■ **Exercise goal**: Begin at the line that contains "query | mint leaf" and stop after the last line of the records. Write out those lines again, requests included, and adjust every coordinate in the answers by -74.
● ● ●
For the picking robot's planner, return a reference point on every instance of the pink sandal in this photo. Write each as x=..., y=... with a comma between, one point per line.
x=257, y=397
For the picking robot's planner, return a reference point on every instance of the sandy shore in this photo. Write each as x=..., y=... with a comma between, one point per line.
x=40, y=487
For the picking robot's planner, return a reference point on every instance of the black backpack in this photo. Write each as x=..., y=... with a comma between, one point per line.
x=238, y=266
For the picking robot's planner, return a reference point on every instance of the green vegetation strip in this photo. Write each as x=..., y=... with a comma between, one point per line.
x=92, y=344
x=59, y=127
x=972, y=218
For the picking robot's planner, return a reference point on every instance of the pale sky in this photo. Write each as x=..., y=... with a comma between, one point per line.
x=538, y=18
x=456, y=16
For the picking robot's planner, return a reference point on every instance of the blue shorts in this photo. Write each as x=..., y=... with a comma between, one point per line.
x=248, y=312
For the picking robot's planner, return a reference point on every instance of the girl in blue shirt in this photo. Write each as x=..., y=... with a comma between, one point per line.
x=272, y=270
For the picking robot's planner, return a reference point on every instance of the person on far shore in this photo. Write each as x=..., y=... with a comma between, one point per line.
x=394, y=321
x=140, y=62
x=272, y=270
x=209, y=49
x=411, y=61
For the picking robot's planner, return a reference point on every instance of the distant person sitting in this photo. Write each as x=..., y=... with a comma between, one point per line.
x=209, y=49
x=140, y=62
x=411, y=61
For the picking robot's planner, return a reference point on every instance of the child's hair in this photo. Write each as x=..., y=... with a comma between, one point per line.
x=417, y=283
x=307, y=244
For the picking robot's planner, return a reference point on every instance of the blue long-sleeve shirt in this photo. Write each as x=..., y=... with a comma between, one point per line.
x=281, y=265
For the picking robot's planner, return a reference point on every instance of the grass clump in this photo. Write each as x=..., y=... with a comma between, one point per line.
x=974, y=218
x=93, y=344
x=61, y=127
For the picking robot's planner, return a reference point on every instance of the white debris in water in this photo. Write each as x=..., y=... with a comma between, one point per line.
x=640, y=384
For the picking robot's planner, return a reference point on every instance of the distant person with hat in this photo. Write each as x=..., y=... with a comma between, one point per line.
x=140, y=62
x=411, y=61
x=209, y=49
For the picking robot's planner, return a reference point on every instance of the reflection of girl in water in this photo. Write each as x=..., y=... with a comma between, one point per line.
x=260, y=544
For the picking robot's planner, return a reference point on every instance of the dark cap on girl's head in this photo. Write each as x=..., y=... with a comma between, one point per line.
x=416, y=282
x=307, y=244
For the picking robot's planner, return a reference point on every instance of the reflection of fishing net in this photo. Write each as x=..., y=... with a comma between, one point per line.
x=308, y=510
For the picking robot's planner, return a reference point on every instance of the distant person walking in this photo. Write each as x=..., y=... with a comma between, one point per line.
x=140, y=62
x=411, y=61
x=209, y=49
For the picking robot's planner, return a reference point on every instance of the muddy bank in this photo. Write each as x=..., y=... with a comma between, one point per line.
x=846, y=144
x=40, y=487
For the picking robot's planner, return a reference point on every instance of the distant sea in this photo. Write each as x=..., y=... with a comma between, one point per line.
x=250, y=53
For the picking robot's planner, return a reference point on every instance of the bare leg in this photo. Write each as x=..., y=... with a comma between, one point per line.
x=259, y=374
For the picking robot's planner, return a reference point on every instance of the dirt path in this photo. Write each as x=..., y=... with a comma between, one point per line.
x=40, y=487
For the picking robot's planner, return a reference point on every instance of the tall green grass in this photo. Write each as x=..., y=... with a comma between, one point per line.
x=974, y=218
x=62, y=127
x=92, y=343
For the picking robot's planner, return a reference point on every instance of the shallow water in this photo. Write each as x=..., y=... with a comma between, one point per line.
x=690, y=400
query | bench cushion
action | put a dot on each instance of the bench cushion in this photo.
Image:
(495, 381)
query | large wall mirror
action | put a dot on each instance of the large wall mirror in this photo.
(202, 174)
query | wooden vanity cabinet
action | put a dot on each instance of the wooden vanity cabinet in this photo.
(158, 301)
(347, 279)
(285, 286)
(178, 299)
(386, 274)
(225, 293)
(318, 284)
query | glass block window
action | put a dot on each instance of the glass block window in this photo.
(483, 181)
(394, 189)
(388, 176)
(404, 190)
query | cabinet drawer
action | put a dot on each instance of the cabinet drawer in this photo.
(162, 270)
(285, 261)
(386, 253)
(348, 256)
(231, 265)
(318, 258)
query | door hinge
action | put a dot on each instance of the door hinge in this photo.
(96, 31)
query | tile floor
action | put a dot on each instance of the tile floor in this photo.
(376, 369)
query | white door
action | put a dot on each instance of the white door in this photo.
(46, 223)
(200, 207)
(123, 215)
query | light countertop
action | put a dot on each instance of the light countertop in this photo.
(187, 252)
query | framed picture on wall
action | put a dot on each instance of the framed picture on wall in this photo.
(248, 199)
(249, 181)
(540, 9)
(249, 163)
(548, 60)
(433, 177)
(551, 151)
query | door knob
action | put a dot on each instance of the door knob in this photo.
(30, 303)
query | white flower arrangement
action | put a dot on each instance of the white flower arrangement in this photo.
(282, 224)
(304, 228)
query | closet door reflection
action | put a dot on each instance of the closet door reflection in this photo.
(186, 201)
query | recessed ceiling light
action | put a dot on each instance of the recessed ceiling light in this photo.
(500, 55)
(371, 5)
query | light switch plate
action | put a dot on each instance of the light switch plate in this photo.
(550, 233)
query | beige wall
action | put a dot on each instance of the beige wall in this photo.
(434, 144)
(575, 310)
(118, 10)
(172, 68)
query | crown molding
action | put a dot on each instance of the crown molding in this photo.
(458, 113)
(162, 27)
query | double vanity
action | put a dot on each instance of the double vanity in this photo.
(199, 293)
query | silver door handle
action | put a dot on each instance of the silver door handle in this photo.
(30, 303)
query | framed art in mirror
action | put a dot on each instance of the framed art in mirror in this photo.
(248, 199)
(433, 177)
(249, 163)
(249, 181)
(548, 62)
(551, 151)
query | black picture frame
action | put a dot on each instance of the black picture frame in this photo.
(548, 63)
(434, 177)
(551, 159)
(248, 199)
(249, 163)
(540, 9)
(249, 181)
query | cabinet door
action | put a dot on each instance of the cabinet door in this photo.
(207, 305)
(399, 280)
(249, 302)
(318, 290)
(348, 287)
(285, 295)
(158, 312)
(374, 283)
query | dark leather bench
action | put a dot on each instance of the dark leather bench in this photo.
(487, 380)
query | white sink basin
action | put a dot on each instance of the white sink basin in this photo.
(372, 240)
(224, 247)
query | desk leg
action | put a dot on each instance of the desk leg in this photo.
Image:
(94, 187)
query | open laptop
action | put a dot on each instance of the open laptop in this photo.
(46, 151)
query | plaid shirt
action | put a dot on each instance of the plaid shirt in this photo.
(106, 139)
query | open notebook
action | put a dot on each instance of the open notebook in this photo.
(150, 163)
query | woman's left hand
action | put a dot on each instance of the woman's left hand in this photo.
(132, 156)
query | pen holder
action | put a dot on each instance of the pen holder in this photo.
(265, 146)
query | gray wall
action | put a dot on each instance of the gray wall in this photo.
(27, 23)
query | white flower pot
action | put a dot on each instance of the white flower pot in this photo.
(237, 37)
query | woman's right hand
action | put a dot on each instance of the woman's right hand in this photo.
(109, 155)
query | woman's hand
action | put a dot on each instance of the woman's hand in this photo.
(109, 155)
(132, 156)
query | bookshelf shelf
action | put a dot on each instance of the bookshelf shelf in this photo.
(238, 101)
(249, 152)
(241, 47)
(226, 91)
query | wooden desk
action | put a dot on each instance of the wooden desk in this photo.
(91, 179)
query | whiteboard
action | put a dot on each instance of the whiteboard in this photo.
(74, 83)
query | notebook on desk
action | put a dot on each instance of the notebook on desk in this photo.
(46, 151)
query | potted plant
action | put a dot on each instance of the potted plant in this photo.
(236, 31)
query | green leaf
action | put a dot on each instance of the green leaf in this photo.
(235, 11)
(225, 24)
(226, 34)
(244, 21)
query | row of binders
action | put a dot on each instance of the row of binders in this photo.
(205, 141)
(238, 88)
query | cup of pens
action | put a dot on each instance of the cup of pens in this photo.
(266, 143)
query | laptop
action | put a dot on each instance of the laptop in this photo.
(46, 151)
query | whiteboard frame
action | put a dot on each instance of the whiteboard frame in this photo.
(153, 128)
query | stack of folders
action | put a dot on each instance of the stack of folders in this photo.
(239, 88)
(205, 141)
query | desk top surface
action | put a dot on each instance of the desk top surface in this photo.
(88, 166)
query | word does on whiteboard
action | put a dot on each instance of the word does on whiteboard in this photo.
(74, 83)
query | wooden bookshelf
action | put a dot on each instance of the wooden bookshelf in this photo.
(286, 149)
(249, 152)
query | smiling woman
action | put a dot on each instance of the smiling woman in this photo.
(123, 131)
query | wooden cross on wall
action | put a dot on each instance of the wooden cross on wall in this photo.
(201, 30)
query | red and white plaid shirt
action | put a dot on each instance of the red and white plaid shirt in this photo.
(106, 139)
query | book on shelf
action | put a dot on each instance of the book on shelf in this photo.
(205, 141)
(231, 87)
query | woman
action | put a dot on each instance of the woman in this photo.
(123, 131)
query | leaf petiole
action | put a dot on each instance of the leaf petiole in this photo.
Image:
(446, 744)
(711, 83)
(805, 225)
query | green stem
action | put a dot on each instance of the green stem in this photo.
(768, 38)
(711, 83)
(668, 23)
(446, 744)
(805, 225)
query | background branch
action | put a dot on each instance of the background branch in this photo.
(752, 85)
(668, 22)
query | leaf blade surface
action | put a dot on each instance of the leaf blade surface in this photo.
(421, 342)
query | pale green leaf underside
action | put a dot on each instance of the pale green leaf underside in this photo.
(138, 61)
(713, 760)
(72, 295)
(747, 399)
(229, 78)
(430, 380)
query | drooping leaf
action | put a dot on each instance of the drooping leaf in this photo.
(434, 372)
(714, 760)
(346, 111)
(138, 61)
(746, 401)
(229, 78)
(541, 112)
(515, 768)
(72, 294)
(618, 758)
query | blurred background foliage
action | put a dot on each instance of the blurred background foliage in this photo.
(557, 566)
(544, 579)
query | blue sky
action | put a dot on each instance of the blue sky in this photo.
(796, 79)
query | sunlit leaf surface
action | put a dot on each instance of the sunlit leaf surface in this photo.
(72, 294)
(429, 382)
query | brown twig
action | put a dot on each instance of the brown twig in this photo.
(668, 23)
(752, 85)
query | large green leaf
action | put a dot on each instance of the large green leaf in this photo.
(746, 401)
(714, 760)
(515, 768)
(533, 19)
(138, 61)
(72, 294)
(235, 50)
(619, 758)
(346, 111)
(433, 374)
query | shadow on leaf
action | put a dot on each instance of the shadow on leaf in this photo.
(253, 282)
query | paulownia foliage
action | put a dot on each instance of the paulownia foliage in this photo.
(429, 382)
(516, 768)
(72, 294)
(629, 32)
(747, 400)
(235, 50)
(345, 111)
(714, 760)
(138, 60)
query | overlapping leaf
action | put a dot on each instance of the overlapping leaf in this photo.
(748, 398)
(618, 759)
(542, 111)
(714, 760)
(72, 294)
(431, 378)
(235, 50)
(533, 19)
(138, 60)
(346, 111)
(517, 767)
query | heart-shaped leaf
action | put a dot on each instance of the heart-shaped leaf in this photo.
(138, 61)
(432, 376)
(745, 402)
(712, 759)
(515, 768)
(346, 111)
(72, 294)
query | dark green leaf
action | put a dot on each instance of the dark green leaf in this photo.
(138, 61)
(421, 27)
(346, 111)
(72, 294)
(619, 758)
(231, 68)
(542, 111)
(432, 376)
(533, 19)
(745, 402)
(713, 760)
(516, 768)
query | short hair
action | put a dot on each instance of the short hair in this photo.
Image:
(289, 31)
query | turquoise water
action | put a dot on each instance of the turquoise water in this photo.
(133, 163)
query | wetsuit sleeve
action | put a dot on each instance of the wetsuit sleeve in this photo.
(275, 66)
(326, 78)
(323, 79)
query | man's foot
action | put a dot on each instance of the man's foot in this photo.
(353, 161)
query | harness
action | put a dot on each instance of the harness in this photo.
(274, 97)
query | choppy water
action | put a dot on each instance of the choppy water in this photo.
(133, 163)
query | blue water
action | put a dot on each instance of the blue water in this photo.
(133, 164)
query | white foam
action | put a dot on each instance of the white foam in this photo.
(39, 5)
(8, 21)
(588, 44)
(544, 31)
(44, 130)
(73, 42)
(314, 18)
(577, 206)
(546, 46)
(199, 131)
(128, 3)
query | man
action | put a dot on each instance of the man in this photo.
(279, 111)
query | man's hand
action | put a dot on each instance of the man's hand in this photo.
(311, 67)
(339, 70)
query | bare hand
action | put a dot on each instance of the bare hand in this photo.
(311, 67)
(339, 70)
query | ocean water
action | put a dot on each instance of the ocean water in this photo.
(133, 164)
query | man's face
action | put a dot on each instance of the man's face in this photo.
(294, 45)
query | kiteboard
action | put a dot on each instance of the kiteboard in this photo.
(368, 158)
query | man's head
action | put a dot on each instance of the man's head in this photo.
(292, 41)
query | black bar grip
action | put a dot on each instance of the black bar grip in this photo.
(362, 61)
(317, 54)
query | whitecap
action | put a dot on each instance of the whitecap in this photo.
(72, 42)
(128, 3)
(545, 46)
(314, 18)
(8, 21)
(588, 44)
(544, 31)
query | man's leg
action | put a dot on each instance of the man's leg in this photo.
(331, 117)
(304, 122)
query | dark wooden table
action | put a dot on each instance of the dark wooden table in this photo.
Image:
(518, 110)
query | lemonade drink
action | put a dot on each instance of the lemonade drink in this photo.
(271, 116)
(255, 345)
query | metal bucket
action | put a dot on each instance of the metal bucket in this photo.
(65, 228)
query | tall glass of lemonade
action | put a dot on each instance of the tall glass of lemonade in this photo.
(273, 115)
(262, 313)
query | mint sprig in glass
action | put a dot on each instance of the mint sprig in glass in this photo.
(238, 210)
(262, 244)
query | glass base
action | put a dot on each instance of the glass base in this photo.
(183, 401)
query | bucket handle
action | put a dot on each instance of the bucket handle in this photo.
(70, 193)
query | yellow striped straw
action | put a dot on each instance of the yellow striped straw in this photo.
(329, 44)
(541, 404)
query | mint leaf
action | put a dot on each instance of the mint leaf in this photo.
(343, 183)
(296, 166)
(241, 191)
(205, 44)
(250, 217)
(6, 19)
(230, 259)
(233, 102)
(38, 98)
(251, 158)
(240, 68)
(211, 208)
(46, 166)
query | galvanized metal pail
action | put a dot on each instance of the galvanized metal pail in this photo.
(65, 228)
● ● ●
■ **The reply**:
query | mint leaf
action | put a dot on each instance of the mint leaf in this photo.
(269, 109)
(222, 92)
(167, 117)
(131, -30)
(176, 143)
(-68, -55)
(156, 185)
(159, 28)
(-36, 24)
(177, 84)
(166, -6)
(137, 134)
(-28, 92)
query | galvanized metal pail
action | put a dot on each instance of the galvanized metal pail in this photo.
(-9, 154)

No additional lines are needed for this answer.